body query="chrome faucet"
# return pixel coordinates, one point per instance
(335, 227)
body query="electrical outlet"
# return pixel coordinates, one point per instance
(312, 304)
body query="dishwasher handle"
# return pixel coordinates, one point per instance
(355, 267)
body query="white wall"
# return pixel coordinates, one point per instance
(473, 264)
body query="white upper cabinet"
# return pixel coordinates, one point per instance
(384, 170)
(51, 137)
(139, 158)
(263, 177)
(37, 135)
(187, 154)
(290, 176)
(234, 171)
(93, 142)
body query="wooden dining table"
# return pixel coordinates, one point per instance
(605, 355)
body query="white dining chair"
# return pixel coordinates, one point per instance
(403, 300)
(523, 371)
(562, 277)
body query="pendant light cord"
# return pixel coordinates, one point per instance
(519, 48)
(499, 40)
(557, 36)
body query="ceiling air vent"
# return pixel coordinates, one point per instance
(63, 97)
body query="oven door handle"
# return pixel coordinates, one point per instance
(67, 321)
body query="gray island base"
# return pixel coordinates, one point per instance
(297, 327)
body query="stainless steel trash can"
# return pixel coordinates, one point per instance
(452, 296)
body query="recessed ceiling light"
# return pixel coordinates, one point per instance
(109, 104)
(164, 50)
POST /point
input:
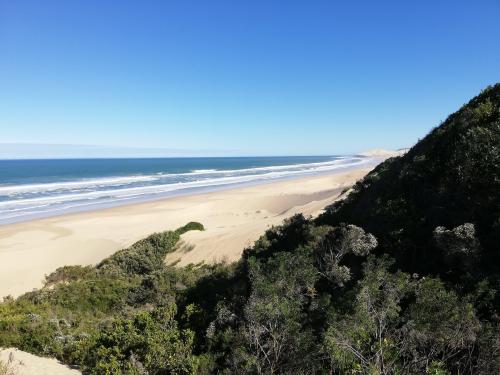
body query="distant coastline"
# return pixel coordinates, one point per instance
(34, 189)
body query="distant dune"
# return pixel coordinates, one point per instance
(380, 152)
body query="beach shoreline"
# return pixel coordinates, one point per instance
(233, 219)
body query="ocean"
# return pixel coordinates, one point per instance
(32, 189)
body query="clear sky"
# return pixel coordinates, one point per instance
(240, 77)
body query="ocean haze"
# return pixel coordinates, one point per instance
(81, 151)
(47, 187)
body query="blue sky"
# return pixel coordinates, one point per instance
(240, 77)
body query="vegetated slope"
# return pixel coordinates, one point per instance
(399, 278)
(449, 178)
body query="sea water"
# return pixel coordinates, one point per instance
(41, 188)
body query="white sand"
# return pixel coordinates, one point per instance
(233, 219)
(22, 363)
(380, 152)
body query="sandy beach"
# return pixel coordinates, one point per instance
(233, 219)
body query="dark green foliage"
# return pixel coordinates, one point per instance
(192, 225)
(402, 277)
(450, 179)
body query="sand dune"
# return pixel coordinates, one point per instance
(22, 363)
(233, 219)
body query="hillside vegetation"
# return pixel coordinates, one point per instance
(401, 277)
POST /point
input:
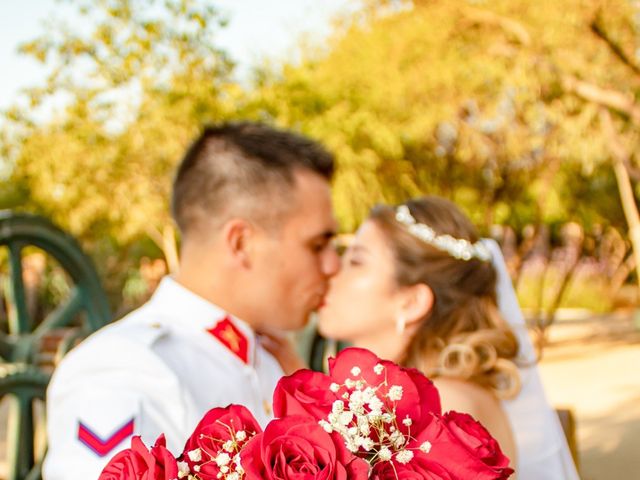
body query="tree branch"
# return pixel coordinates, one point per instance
(606, 97)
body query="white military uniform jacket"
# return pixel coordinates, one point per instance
(158, 370)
_ _ _ _
* **YOUR GOAL**
Without the pictures, repeat all the records word for word.

* **SOLUTION TO THIS PROBLEM**
body query="chrome faucet"
# return pixel coordinates, one point per instance
(335, 227)
body query="electrical outlet"
# return pixel coordinates, one point per instance
(312, 304)
body query="dishwasher handle"
# return pixel coordinates, one point per instance
(355, 267)
body query="white wall"
# return pixel coordinates, one point per instance
(473, 264)
body query="white upper cabinet"
# return pixel coordinates, one point per instance
(384, 170)
(51, 137)
(139, 158)
(263, 177)
(37, 135)
(187, 154)
(290, 176)
(234, 171)
(93, 142)
body query="wooden dining table"
# return pixel coordinates, one point per instance
(605, 355)
body query="white dining chair"
# return pixel coordinates, one point per instance
(403, 300)
(523, 371)
(562, 277)
body query="pendant light cord"
# return pixel coordinates, one point per instance
(519, 48)
(499, 40)
(557, 36)
body query="ceiling air vent"
# return pixel coordinates, one point per instance
(63, 97)
body query="oven door handle"
# return pixel coordinates, one point per instance
(67, 321)
body query="gray island base"
# return pixel coordinates, one point per instance
(297, 327)
body query="stainless steel trash can"
# return pixel coordinates, one point per instance
(452, 296)
body query="recessed ceiling light"
# return pixel coordinates, one point per instance
(109, 104)
(164, 50)
POST /point
input:
body query="distant coastline"
# return pixel coordinates, one point per instance
(34, 189)
body query="distant dune"
# return pixel coordinates, one point per instance
(380, 152)
body query="beach shoreline"
# return pixel coordinates, one point per instance
(233, 219)
body query="ocean"
# return pixel coordinates, one point per instance
(32, 189)
body query="clear sky"
# return pixel coordinates, one point per instance
(240, 77)
body query="ocean haze"
# return pixel coordinates, one point per instance
(81, 151)
(47, 187)
body query="blue sky"
# return pixel coordinates, one point per instance
(240, 77)
body query="vegetated slope"
# return pixel coordinates, one point per instance
(399, 278)
(449, 178)
body query="sea water"
# return pixel coordinates, one point per instance
(41, 188)
body query="white sand"
# return pixel coordinates, one point per instance
(233, 219)
(22, 363)
(380, 152)
body query="sandy beach"
# return pixel coordinates, one point per instance
(233, 219)
body query="dark green foliage"
# return pixel coordinates, one point per instance
(192, 225)
(402, 277)
(450, 179)
body query="sand dune"
# return pixel coordinates, one point per instance
(22, 363)
(233, 219)
body query="hillside vegetation"
# return pixel coordinates, one point per instance
(401, 277)
POST /point
input:
body query="tree branch"
# return pixel coordinates, one point per instance
(606, 97)
body query="white military uniform jacket"
# return pixel coordinates, one point per instance
(158, 370)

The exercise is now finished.